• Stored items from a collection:
........
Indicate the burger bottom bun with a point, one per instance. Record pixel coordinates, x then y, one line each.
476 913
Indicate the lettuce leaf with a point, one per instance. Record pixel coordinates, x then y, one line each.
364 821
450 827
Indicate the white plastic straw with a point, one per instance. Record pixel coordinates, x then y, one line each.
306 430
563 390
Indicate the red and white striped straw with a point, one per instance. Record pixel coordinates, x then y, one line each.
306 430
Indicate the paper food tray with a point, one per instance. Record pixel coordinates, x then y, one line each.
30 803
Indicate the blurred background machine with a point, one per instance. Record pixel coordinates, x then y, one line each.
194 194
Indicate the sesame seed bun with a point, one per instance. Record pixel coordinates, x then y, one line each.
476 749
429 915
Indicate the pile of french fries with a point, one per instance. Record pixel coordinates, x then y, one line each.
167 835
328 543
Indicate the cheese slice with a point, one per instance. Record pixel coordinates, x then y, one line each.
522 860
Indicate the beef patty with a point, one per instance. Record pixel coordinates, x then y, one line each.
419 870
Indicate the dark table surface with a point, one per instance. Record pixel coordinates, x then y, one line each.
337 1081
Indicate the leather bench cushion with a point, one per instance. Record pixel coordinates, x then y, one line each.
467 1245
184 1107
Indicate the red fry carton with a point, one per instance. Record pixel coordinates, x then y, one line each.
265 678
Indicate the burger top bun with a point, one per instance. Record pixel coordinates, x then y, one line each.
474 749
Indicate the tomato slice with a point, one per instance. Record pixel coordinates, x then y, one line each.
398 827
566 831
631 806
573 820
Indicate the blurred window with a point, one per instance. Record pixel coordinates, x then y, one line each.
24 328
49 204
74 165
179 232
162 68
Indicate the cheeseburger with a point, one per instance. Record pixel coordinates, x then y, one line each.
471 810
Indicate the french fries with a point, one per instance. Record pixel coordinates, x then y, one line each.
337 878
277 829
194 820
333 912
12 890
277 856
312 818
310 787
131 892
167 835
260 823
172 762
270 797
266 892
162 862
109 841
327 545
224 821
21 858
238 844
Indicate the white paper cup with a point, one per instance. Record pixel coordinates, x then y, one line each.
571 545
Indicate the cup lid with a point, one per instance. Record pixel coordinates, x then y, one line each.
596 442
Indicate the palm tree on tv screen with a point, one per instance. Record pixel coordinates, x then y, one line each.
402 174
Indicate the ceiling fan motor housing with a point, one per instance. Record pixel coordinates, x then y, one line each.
........
• PROBLEM:
Write out only the final block of lines, starting at the line with "Indicate the beef" and running to the end of the material.

• THE SOLUTION:
Indicate the beef patty with a point, one per instance. Record pixel coordinates, x then y, one line each.
419 870
Indicate the dark table surface with a point, one per instance. Record pixel coordinates, x then y, one line each.
337 1081
Indicate the leather bench cushion with a point, one per instance. Record pixel coordinates, x then y, one line each.
467 1245
184 1107
Indicate the red fry carton with a point, one per instance. Record pixel coordinates, x then y, one line each.
265 678
Indicate the burger top bun with a point, one per instance. Record pixel coordinates, x then y, one line each.
474 749
Indicate the tomato slice with a point, one per instance. Record pixel coordinates, x then y, one line each.
398 827
566 831
631 806
573 820
Indicate the blurred window with a point, one per instance. Record pixel coordinates, x then y, one line each.
24 328
49 204
74 165
179 232
162 68
Indicate the cheeseburger with a point, one per instance. Record pixel coordinates, x then y, one line each.
471 810
Indicate the french fries with a point, one per instance. Record pixel coordinates, x then y, one line each.
337 878
277 829
194 820
333 912
12 890
277 856
312 818
310 787
131 892
167 835
260 823
172 762
270 797
266 892
162 862
109 841
327 545
224 821
21 858
238 844
Indicate the white paper cup with a point, one per instance. Record pixel coordinates, x then y, one line each.
571 545
Indicate the cup lid with a point, one per instance. Record pixel coordinates, x then y, one line each.
596 442
Indicate the palm tree on tv screen with a point, one per instance. Record pixel coordinates, x then y, one line each.
402 174
Indicate the ceiling fan motor housing with a point, one per instance. Record pixel coordinates, x then y, one line each.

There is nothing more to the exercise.